EXERCISE DESCRIPTION —
Search term "tight": copy each line of the records that contains it.

Source data
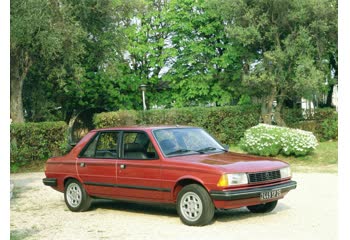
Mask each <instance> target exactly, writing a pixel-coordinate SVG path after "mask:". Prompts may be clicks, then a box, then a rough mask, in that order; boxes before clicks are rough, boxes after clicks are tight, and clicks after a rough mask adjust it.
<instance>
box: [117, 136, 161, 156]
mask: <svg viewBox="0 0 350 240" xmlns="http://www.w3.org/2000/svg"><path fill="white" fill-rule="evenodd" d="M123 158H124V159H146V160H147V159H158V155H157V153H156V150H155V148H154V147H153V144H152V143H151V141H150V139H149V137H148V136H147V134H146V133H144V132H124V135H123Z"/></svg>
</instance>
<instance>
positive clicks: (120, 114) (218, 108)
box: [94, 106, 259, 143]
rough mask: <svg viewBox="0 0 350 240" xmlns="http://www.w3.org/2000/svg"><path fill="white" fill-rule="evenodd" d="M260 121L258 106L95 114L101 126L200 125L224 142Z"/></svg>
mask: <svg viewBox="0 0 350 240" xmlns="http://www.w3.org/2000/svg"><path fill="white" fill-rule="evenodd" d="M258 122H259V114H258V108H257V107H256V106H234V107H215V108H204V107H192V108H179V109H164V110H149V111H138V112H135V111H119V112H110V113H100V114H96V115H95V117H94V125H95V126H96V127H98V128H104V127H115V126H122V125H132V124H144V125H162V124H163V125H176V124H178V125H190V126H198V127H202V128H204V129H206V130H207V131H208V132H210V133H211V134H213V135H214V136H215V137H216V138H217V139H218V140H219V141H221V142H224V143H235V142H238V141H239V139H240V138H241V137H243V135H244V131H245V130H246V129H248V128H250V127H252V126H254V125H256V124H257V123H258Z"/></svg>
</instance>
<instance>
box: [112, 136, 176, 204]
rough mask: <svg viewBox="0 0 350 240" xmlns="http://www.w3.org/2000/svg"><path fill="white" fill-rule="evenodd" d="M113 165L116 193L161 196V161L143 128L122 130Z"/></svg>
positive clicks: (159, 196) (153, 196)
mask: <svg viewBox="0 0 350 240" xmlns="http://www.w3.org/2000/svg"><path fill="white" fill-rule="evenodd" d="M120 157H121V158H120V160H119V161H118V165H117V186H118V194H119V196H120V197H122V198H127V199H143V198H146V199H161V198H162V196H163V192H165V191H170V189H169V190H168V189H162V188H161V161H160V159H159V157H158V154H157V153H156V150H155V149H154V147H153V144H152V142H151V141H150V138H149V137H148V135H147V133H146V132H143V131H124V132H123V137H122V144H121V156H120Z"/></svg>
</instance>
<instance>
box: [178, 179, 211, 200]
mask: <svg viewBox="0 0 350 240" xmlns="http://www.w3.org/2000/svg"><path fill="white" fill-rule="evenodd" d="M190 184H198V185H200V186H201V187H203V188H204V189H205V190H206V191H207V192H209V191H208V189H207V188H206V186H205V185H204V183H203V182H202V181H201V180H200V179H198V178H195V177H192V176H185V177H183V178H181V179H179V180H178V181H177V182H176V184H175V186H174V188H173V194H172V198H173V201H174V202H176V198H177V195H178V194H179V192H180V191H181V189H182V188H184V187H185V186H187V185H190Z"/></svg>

---

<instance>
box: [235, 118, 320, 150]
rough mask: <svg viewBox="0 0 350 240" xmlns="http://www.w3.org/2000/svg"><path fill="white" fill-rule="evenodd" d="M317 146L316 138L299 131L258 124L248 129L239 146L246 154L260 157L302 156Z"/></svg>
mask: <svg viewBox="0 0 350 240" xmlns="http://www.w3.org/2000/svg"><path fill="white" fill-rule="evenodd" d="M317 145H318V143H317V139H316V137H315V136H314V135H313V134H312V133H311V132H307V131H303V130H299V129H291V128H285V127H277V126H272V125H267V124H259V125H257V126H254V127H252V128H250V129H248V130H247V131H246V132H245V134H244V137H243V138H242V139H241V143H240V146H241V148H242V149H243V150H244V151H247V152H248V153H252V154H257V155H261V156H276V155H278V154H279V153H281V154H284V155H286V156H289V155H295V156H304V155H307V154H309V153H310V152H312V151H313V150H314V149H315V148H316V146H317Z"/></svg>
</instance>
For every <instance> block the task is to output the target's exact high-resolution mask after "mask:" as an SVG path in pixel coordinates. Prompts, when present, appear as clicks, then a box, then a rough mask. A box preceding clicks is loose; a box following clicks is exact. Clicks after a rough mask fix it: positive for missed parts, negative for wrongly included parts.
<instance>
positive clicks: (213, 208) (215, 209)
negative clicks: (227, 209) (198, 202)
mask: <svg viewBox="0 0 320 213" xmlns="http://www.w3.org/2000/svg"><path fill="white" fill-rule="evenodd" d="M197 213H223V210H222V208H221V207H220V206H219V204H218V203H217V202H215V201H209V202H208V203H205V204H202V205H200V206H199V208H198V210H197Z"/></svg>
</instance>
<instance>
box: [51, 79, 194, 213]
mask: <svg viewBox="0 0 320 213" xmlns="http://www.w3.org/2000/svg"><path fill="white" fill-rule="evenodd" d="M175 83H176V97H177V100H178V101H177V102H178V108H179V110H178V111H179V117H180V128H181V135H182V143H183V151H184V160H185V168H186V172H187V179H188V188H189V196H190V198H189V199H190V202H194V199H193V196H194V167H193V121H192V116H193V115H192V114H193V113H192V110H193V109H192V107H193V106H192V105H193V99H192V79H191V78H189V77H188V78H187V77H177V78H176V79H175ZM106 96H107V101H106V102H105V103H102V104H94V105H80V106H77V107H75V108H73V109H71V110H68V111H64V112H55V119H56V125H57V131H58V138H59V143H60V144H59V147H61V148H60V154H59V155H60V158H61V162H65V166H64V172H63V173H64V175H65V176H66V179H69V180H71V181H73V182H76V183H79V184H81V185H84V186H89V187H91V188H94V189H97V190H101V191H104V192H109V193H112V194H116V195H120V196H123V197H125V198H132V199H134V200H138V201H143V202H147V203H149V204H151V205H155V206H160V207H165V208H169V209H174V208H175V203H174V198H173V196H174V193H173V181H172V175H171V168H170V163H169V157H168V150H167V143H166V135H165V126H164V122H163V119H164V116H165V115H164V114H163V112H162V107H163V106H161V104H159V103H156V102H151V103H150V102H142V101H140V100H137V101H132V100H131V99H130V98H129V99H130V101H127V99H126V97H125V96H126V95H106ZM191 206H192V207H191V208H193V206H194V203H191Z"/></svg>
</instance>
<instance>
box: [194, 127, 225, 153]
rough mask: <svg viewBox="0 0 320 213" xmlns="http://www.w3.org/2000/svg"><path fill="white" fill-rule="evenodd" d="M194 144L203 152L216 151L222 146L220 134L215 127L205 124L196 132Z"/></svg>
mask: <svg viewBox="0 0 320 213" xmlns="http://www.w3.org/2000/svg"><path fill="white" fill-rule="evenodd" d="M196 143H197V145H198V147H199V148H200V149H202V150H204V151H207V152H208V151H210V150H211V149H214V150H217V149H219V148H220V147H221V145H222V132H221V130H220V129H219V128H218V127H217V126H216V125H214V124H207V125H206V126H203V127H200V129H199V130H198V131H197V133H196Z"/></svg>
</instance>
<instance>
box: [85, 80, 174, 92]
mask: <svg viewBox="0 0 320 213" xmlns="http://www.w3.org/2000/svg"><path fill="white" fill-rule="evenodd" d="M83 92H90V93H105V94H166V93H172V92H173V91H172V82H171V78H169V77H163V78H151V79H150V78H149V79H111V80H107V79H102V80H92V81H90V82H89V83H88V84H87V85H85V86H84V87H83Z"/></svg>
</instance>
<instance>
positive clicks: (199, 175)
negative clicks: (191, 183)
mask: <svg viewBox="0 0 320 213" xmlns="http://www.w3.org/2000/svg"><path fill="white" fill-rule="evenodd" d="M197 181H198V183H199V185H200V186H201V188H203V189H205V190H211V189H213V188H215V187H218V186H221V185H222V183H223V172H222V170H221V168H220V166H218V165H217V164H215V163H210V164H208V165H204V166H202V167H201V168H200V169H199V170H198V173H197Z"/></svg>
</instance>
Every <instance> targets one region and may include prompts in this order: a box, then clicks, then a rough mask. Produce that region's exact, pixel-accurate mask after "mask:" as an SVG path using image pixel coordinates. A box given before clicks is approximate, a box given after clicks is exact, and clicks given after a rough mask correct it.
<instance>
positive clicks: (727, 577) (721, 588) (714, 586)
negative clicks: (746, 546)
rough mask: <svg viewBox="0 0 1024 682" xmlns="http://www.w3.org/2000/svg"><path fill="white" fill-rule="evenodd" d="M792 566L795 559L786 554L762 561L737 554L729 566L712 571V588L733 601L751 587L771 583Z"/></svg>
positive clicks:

---

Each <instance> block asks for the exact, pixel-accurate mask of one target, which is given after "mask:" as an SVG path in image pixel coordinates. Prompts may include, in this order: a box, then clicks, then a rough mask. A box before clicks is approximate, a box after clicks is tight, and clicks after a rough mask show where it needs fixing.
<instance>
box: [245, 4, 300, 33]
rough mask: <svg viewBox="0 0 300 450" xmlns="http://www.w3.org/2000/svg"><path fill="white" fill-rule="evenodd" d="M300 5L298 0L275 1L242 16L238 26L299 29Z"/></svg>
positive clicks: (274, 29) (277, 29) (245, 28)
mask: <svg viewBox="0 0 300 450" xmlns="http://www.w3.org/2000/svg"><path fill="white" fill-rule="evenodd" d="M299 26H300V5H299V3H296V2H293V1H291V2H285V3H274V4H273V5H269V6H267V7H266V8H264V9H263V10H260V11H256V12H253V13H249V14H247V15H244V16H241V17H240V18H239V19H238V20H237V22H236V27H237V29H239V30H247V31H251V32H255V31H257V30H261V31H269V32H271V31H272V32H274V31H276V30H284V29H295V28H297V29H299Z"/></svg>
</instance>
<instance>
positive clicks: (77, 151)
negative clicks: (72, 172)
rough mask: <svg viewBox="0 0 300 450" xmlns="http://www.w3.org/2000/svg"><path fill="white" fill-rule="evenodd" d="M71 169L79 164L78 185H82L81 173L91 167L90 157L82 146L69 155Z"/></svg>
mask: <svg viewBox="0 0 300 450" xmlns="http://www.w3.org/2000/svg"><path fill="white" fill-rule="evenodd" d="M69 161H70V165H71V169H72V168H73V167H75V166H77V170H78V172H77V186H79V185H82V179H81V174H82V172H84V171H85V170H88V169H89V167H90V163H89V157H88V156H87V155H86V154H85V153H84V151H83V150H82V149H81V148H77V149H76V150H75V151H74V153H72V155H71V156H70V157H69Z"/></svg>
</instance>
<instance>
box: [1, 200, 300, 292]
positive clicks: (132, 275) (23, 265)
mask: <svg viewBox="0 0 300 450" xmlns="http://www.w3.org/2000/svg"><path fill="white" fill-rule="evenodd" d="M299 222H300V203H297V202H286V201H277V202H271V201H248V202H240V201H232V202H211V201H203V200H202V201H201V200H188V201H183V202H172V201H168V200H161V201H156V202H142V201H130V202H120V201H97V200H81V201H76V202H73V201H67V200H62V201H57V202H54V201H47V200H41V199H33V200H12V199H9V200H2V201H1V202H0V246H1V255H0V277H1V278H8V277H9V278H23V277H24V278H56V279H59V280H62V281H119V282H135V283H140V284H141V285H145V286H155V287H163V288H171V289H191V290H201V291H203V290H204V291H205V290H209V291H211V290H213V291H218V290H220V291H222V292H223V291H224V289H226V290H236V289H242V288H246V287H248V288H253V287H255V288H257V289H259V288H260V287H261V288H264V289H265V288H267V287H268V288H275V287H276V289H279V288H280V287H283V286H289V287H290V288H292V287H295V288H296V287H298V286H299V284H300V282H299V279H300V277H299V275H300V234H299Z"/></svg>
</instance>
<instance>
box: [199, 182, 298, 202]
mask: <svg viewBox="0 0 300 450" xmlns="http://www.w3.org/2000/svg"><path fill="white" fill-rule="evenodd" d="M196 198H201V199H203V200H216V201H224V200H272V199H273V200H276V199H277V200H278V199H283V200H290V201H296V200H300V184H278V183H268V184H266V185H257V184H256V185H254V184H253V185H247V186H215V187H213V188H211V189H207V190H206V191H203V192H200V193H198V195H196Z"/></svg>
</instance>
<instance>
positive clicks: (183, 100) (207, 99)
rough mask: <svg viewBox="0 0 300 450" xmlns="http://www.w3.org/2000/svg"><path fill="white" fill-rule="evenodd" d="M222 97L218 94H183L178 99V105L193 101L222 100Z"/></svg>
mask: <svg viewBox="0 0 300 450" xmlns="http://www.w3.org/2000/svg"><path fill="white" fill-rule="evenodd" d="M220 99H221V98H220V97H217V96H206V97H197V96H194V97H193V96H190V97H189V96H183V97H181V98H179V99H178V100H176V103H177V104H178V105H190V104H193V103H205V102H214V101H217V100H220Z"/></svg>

EXERCISE SOLUTION —
Mask each <instance> target exactly, writing a pixel-coordinate SVG path after "mask:". Prompts may be clicks, then a box, then a rough mask, in that order; boxes before clicks are rough, boxes after clicks are tight, and clicks after a rough mask adjust it.
Each <instance> block asks for the exact, pixel-accurate mask of one target, which is given after "mask:" as an SVG path in image pixel coordinates. Prompts may include, in this order: a box, then clicks, then a rough mask. A box before clicks is approximate, a box after clicks is tight, and clicks after a rough mask show where it needs fixing.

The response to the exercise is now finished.